## What to do
Copy out each line exactly; pictures stay out of the copy.
* begin Given data *
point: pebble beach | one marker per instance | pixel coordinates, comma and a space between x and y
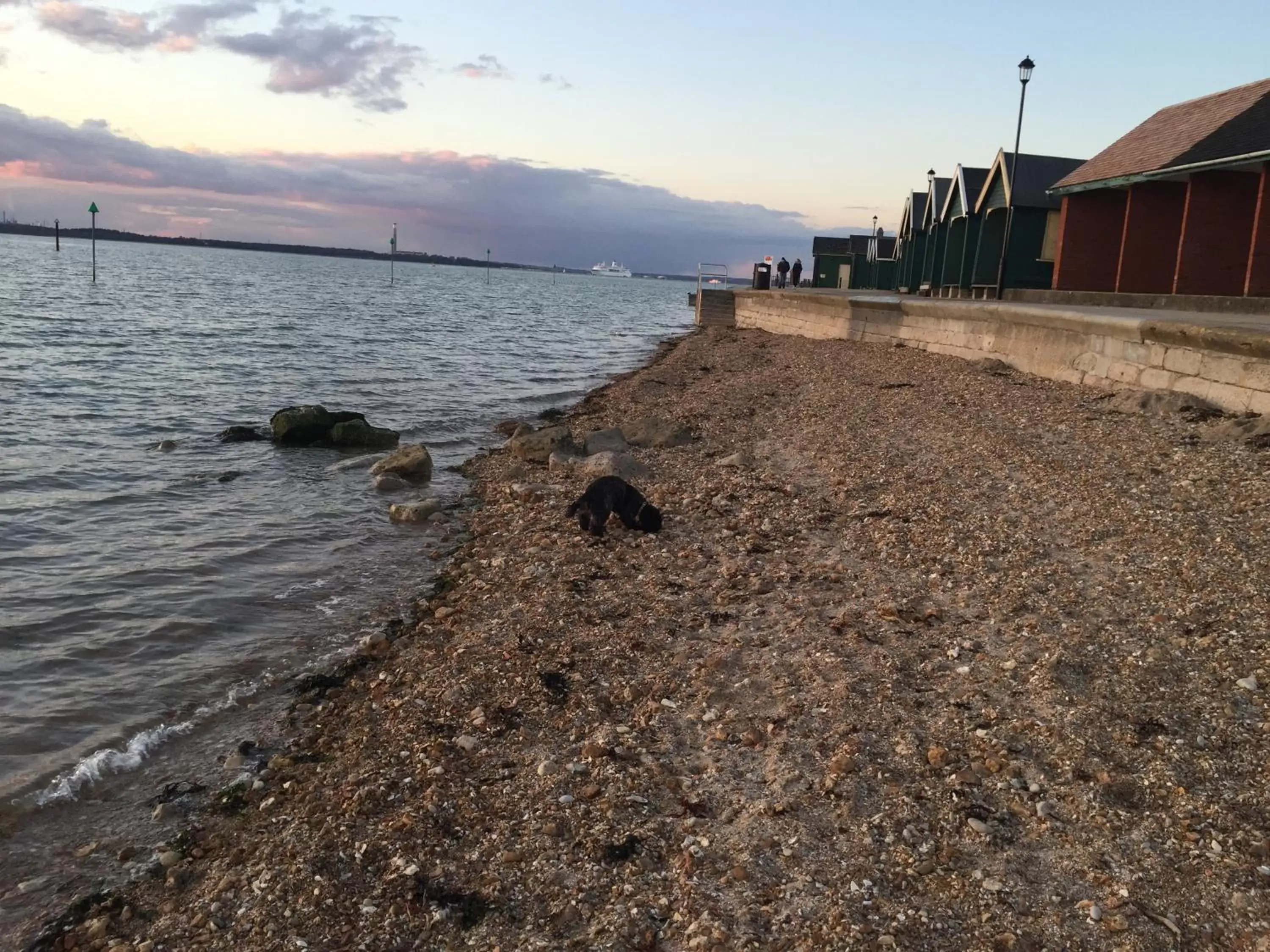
929, 654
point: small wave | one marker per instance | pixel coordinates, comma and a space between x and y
331, 605
301, 587
110, 761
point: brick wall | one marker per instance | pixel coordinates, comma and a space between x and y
1258, 280
1080, 346
1149, 247
1217, 233
1089, 240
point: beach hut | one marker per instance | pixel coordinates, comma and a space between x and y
853, 263
911, 244
961, 224
832, 261
1178, 206
1034, 231
933, 252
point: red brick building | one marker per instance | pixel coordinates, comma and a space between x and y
1179, 206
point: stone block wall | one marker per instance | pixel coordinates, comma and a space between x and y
1094, 347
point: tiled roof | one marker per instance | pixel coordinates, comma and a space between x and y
1225, 125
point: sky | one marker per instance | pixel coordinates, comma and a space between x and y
656, 134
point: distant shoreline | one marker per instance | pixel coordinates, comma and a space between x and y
319, 250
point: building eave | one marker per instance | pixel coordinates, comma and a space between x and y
1152, 174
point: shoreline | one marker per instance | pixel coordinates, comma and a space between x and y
895, 673
271, 707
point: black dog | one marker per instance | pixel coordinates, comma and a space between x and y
613, 494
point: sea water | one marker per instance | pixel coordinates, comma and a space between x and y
145, 589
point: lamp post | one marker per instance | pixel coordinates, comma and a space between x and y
1025, 69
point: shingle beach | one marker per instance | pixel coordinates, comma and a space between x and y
929, 655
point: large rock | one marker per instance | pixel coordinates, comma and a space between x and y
305, 426
411, 462
538, 446
610, 441
609, 464
388, 483
562, 460
414, 512
360, 433
656, 432
357, 462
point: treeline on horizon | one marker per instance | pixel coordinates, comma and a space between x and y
418, 257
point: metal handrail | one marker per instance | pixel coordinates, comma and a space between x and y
710, 275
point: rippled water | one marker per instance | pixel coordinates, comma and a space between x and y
138, 592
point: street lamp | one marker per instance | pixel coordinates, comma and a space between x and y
1025, 69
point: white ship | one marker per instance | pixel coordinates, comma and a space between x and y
611, 271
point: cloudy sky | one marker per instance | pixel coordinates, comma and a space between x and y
563, 132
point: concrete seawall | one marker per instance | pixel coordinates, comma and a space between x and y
1222, 358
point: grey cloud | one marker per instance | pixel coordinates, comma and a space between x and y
177, 28
550, 79
486, 68
308, 52
97, 26
459, 205
193, 21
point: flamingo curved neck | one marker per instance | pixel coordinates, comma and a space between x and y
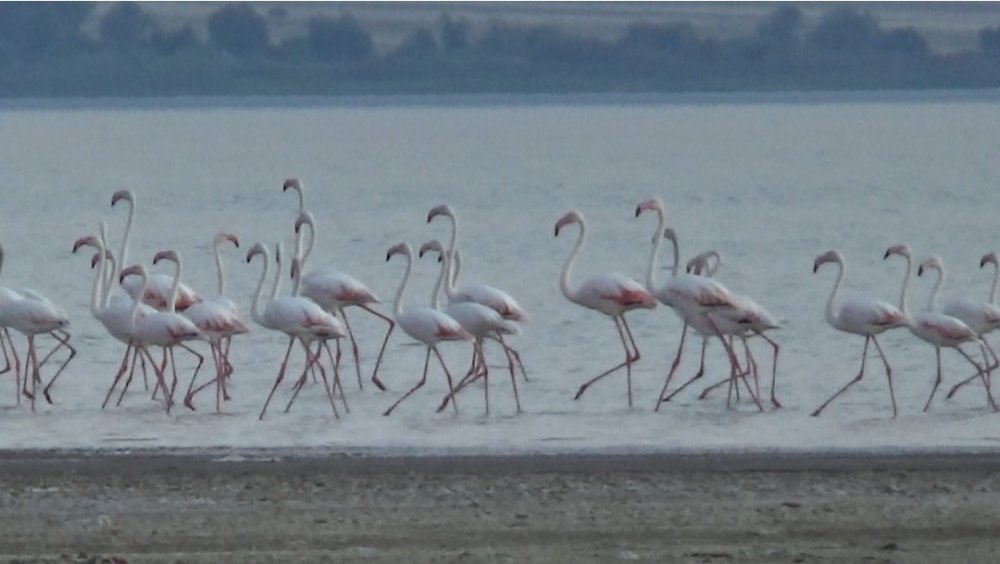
397, 307
906, 283
255, 306
570, 262
655, 251
831, 315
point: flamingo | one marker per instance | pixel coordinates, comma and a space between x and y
693, 298
30, 313
159, 286
756, 322
335, 291
480, 321
611, 294
219, 320
299, 318
424, 324
114, 311
859, 316
165, 329
938, 329
982, 317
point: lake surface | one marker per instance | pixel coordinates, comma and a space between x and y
769, 182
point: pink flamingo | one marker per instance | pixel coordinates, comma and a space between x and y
30, 313
335, 291
300, 318
219, 320
860, 316
424, 324
164, 329
938, 329
611, 294
701, 303
159, 286
480, 321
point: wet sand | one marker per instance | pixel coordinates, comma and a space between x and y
270, 507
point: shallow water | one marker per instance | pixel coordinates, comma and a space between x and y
768, 182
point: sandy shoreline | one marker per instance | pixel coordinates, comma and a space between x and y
757, 507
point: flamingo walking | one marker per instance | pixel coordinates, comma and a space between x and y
701, 303
480, 321
301, 319
864, 316
424, 324
611, 294
335, 291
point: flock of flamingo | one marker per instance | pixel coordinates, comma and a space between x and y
154, 312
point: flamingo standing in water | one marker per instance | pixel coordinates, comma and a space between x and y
424, 324
158, 286
938, 329
300, 318
335, 291
756, 322
219, 320
480, 321
164, 329
31, 314
860, 316
611, 294
701, 303
114, 311
489, 296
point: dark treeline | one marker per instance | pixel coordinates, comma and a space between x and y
45, 52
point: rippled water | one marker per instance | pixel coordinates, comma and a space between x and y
770, 182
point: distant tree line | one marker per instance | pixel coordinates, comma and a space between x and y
44, 51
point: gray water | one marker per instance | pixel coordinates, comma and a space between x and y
768, 181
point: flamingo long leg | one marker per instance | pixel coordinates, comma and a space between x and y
855, 380
627, 365
378, 362
423, 379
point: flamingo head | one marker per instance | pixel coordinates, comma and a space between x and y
89, 240
433, 245
571, 217
829, 256
305, 218
934, 262
652, 204
398, 249
167, 255
256, 249
137, 269
443, 209
901, 250
222, 237
126, 195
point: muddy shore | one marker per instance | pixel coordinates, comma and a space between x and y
270, 507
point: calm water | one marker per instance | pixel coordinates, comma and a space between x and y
769, 182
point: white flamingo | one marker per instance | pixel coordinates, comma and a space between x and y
860, 316
424, 324
939, 329
31, 314
701, 303
158, 285
335, 291
756, 321
611, 294
164, 329
480, 321
299, 318
113, 310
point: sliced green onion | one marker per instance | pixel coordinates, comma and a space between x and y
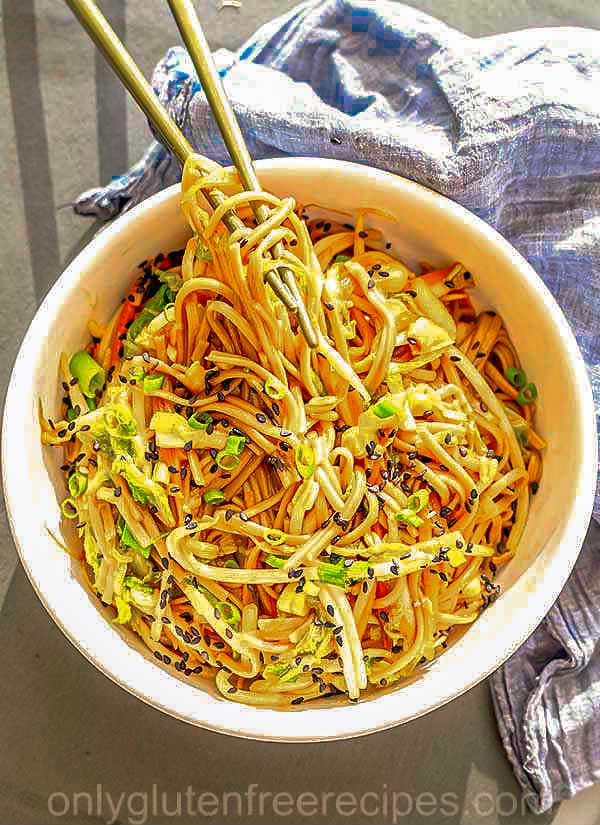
227, 461
305, 460
199, 421
274, 537
527, 395
152, 383
516, 377
68, 508
214, 497
274, 388
229, 613
128, 540
274, 561
228, 457
383, 409
134, 581
152, 307
409, 517
77, 484
89, 373
418, 500
119, 422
* end Given data *
## The completed task
point: pebble beach | one marker per instance | pixel coordinates, comma and a space between x and y
929, 654
point: small wave | one marker per instance | pixel coordinates, comma and a space between x and y
331, 605
301, 587
110, 761
point: brick wall | one marker per instance | pixel coordinates, comma and a space between x and y
1258, 280
1080, 346
1149, 247
1217, 233
1089, 240
point: beach hut | one marker per instance | pixel coordinates, comma and a space between x and y
853, 263
911, 244
961, 224
832, 261
1178, 206
1034, 231
933, 252
point: red brick building | one marker per instance | pixel coordinates, comma and a space between x and y
1179, 206
point: stone block wall | one marker per instance | pixel coordinates, comma and a space between x and y
1094, 347
point: tiled roof | one marker per instance | pixel coordinates, comma and a space between x and y
1225, 125
point: sky | one marker per instance | pixel coordinates, comma and a space between x and y
656, 134
point: distant shoreline | one marker per instance | pixel coordinates, comma and a space between x and y
319, 250
point: building eave | one marker per instance | pixel coordinates, comma and a space between x and y
1152, 174
point: shoreline | one marker per instance | pixel coordinates, comma and a space between x and y
895, 673
271, 707
point: black dog | one marker per instance | pixel coordinates, comma and a space between x and y
613, 494
point: sea water | one marker per instance | pixel coordinates, comma and a space between x and y
145, 589
point: lamp post | one marker per instance | pixel coordinates, comma and a space between x and y
1025, 69
point: shingle beach | one marker per instance | pixel coordinates, comma and a space between x and y
929, 655
point: large rock | one marker per instance | pixel coordinates, comma and a space between x and y
305, 426
411, 462
538, 446
610, 441
609, 464
388, 483
562, 460
414, 512
360, 433
656, 432
357, 462
point: treeline on horizon | one marker per instance | pixel coordinates, comma and a space between x and y
418, 257
point: metal handrail | one marker per instance | pixel coordinates, comma and a space between x and y
710, 275
point: rippled water | one marker per instance | pixel coordinates, comma and a space between x and y
138, 592
point: street lamp | one marker per instance | pixel coordinates, comma and a space between x and y
1025, 69
point: white ship | one marker per instance | pixel coordinates, comma and a space between x and y
611, 271
point: cloudy sky | one marker per instance | pixel coordinates, comma and a space between x and y
563, 132
point: concrete seawall | one marker per instance | pixel coordinates, comma and a space between x and y
1222, 358
point: grey cloud | one marker per instance | pixel coordinates, comma and a space between x and y
177, 28
550, 79
486, 68
308, 52
97, 26
459, 205
193, 21
point: flamingo curved neck | one marker per instance | pixel coordinates, comma and a space between x and y
397, 307
906, 283
255, 306
570, 262
655, 251
831, 315
point: flamingo | one marker per instance | pixel coordinates, comma and a space between x and y
693, 298
30, 313
159, 286
756, 322
335, 291
480, 321
611, 294
219, 320
299, 318
424, 324
114, 311
859, 316
165, 329
938, 329
982, 317
point: lake surface | one marker per instance | pixel coordinates, comma and a space between x and y
769, 182
point: pink flamingo | one marker per instance | pixel coordinates, comma and a space between x and y
30, 313
335, 291
300, 318
219, 320
860, 316
424, 324
164, 329
938, 329
611, 294
701, 303
159, 286
480, 321
point: wet sand | one marker per instance | pixel coordinates, comma and a space between x and y
270, 507
point: shallow water | one marker per instance | pixel coordinates, comma and a space between x and y
768, 182
point: sandy shoreline | one marker per instance | pixel coordinates, comma and a space between x and y
757, 507
point: flamingo walking | one marker per instance | pixel coordinates, comma and a space between x and y
701, 303
480, 321
301, 319
864, 316
424, 324
611, 294
335, 291
point: flock of flamingo | one marker per instance | pixel coordinates, comma and a space between x and y
154, 312
point: flamingo standing in water | one marker per instance | pixel coordinates, comma and a space between x and y
424, 324
158, 286
938, 329
300, 318
335, 291
756, 322
219, 320
480, 321
164, 329
31, 314
860, 316
611, 294
701, 303
114, 311
489, 296
point: dark treeline | one marker per instance | pixel coordinates, comma and a space between x and y
45, 52
point: rippled water | one marker per instance | pixel coordinates, comma and a space between x and y
770, 182
point: distant tree line | one marker per instance | pixel coordinates, comma and a space between x and y
44, 51
point: gray water | one marker per instance | pixel coordinates, comma and a space between x and y
768, 181
point: flamingo long leg | one marker per instance | pixel coordinates, comma and a space between x and y
855, 380
627, 365
378, 362
423, 379
point: flamingo head | one marker per instance | pixel coordinates, comma and a space between x and y
89, 240
433, 245
571, 217
829, 256
305, 218
934, 262
652, 204
398, 249
167, 255
256, 249
137, 269
443, 209
901, 250
222, 237
126, 195
point: muddy shore | one marker per instance | pixel coordinates, comma and a space between x and y
270, 507
point: calm water | one marker per instance | pixel coordinates, comma and a space between x and y
769, 182
point: white flamingo | one marker per instance | pixel coordinates, comma and a space between x and y
860, 316
424, 324
939, 329
31, 314
701, 303
158, 285
335, 291
756, 321
611, 294
164, 329
480, 321
299, 318
113, 310
point: sliced green onion | one marker per instance | pixel coordinates, comma and a space between x and y
227, 461
305, 460
199, 421
274, 537
527, 395
152, 383
516, 377
68, 508
214, 497
274, 388
229, 613
128, 540
274, 561
228, 457
383, 409
134, 581
152, 307
409, 517
77, 484
89, 373
418, 500
119, 422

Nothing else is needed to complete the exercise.